* [MATERIAL SHOWN]
• • •

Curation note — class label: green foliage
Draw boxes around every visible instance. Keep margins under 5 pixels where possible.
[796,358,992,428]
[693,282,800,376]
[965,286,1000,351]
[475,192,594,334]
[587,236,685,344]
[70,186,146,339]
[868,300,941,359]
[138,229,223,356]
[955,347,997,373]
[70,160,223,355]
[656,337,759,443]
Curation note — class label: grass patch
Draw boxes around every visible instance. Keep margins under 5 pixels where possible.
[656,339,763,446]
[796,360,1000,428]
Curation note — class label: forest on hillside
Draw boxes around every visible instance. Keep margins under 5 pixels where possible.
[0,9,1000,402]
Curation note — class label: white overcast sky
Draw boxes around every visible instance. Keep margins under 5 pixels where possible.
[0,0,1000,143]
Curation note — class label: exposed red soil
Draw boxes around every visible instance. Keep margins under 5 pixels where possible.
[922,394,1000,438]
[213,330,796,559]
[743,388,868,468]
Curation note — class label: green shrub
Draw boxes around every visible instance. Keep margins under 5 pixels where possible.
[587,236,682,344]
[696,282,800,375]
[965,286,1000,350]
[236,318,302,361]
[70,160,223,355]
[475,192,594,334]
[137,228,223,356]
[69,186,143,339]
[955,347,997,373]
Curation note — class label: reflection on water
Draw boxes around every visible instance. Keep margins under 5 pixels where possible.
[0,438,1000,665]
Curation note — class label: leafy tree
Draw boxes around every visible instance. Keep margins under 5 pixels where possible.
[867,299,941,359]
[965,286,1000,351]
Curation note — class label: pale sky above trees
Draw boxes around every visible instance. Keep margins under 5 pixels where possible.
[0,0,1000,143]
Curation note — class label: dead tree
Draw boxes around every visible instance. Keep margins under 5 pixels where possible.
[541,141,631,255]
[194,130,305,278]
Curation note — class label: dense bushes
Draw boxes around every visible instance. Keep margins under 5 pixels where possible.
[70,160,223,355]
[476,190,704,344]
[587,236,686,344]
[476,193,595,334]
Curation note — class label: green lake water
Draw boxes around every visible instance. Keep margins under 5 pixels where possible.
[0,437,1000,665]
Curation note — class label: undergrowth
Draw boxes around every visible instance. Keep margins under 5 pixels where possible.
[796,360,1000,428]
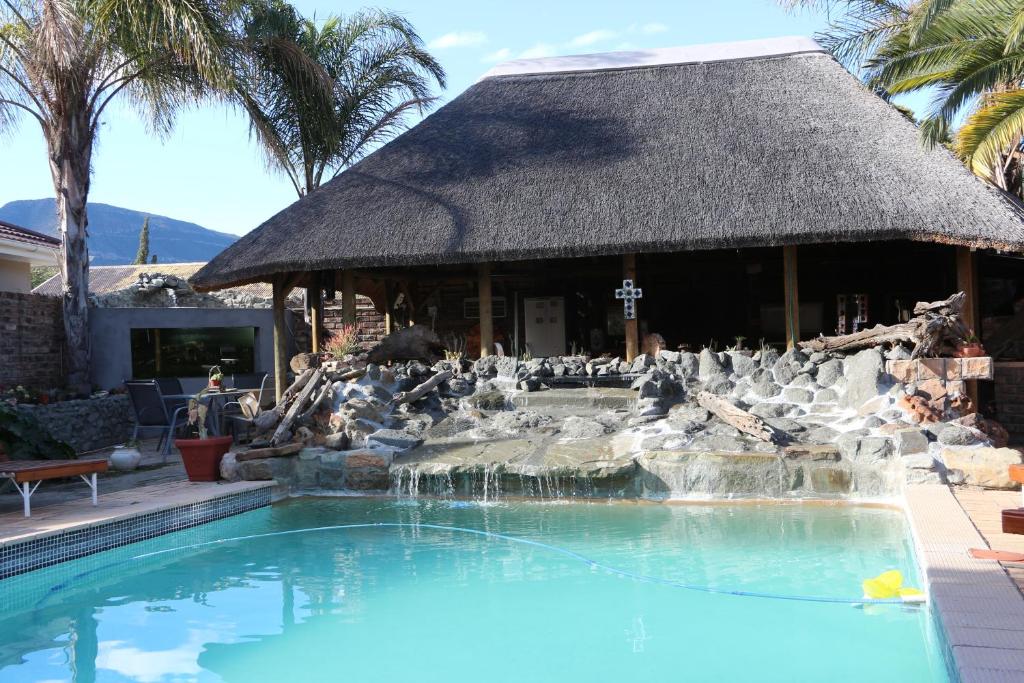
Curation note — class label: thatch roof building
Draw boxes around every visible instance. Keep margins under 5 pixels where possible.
[191,38,1024,289]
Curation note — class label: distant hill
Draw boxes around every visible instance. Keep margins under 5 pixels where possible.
[0,199,238,265]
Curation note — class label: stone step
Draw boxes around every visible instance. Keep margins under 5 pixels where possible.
[512,387,637,411]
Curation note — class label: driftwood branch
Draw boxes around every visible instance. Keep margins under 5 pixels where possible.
[391,370,455,405]
[800,292,971,358]
[270,369,324,445]
[697,391,785,443]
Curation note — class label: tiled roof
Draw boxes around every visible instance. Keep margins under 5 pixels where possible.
[0,220,60,248]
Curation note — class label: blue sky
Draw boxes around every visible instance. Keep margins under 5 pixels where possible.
[0,0,864,234]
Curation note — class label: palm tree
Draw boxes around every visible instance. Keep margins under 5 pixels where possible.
[234,0,444,197]
[783,0,1024,197]
[0,0,239,391]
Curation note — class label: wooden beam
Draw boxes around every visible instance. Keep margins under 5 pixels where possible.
[306,278,324,353]
[782,246,800,349]
[956,247,978,412]
[623,254,640,362]
[272,275,291,401]
[384,280,394,336]
[476,263,495,358]
[341,270,355,325]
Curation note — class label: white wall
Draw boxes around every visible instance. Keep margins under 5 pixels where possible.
[0,258,32,294]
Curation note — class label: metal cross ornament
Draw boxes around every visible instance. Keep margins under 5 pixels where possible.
[615,280,643,321]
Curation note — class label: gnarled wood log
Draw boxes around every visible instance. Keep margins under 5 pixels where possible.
[270,368,324,445]
[800,292,970,358]
[391,370,455,405]
[697,391,786,443]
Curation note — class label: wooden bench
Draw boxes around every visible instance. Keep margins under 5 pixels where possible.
[0,459,108,517]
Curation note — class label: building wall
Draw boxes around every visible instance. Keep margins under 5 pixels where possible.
[17,394,133,454]
[0,258,32,294]
[89,308,282,391]
[995,361,1024,443]
[0,292,66,389]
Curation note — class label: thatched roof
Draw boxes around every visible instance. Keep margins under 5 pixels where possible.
[193,39,1024,288]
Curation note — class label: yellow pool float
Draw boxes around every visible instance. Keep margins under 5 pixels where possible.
[863,569,925,602]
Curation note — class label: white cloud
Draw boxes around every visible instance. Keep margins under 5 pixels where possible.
[519,43,558,59]
[640,22,669,36]
[480,47,512,62]
[427,31,487,50]
[569,29,617,47]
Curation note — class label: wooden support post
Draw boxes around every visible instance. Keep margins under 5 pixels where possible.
[956,247,981,412]
[341,270,355,325]
[477,263,495,358]
[384,281,394,336]
[273,274,288,401]
[782,246,800,349]
[306,274,324,353]
[623,254,640,362]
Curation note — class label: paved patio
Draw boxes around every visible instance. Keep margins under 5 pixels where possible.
[954,487,1024,591]
[0,438,185,518]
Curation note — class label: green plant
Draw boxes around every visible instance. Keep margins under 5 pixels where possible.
[324,325,359,358]
[0,403,75,460]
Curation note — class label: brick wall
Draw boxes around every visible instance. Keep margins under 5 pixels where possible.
[995,362,1024,443]
[0,292,66,389]
[292,296,384,351]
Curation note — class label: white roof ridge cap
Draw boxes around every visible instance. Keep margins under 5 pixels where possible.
[480,36,825,81]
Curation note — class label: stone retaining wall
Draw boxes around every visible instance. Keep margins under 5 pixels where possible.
[0,292,65,389]
[17,395,135,453]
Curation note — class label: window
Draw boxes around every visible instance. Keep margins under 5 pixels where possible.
[131,328,256,379]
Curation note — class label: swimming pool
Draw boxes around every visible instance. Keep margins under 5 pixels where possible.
[0,498,947,683]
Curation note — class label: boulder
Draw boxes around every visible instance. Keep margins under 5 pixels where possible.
[839,348,888,408]
[727,351,758,377]
[367,325,446,365]
[938,423,981,445]
[942,446,1024,488]
[814,358,843,387]
[782,387,814,403]
[697,348,725,382]
[837,432,892,464]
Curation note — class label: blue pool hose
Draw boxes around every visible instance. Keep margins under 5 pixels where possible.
[41,522,913,607]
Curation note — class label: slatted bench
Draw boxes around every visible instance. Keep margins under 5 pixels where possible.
[0,459,108,517]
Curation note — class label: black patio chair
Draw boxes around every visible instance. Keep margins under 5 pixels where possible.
[125,380,188,463]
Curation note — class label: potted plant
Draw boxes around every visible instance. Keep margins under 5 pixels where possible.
[174,393,233,481]
[111,439,142,472]
[207,366,224,391]
[956,333,985,358]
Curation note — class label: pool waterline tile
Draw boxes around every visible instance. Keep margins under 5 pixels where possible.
[906,484,1024,683]
[0,482,272,581]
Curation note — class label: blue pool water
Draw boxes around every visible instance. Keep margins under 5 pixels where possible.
[0,499,947,683]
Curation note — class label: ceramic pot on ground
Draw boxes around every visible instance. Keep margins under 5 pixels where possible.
[174,436,233,481]
[111,445,142,472]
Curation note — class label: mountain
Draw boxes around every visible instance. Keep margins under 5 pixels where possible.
[0,200,238,265]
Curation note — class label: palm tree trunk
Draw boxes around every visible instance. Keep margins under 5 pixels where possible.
[46,115,92,393]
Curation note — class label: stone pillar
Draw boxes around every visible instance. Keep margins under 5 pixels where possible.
[477,263,495,358]
[341,270,355,325]
[956,247,981,411]
[782,246,800,349]
[273,274,288,401]
[623,254,640,362]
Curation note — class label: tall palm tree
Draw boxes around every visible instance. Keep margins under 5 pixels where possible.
[236,0,444,197]
[781,0,1024,197]
[0,0,239,391]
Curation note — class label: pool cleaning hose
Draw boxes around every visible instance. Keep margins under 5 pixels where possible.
[116,522,907,606]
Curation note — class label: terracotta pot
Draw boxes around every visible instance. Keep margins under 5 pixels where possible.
[956,342,985,358]
[174,436,233,481]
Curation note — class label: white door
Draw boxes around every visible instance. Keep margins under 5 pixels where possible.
[523,297,565,358]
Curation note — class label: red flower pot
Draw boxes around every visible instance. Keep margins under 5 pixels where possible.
[174,436,233,481]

• • •

* [EXERCISE DIRECTIONS] Copy out everything in the records from the line containing "Curation note — class label: white door" down to the final line, including both of those lines.

* [THE RESPONSE]
Curation note — class label: white door
Draw boxes around every visible instance. Keep margins under 5 pixels where possible.
[523,297,565,358]
Curation note — class label: red flower pot
Draw boxes around every visible instance. Keep margins under 5 pixels where possible.
[174,436,233,481]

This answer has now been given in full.